Write out the records beneath this line exactly as they appear, minus any images.

** START RECORD SET **

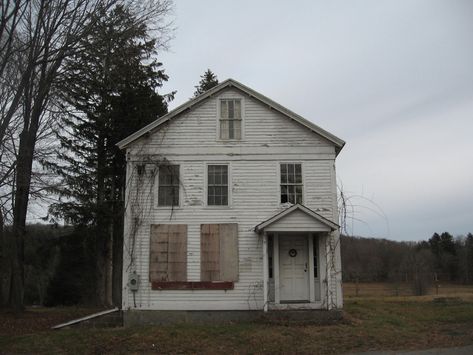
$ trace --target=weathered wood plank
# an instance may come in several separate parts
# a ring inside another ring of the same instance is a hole
[[[152,224],[150,229],[150,281],[186,281],[187,225]]]
[[[238,281],[238,224],[220,224],[220,280]]]
[[[153,290],[233,290],[229,281],[161,281],[152,282]]]
[[[201,226],[201,281],[220,281],[220,237],[218,224]]]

** END RECORD SET **

**EXERCISE ANSWER:**
$ trace --target=weathered wood plank
# an instance may come in several separate parts
# a ring inside another ring of the same instance is a hole
[[[152,224],[150,229],[150,281],[186,281],[187,225]]]
[[[238,281],[238,224],[220,224],[220,280]]]
[[[153,290],[233,290],[229,281],[161,281],[152,282]]]
[[[201,226],[201,281],[220,281],[220,237],[218,224]]]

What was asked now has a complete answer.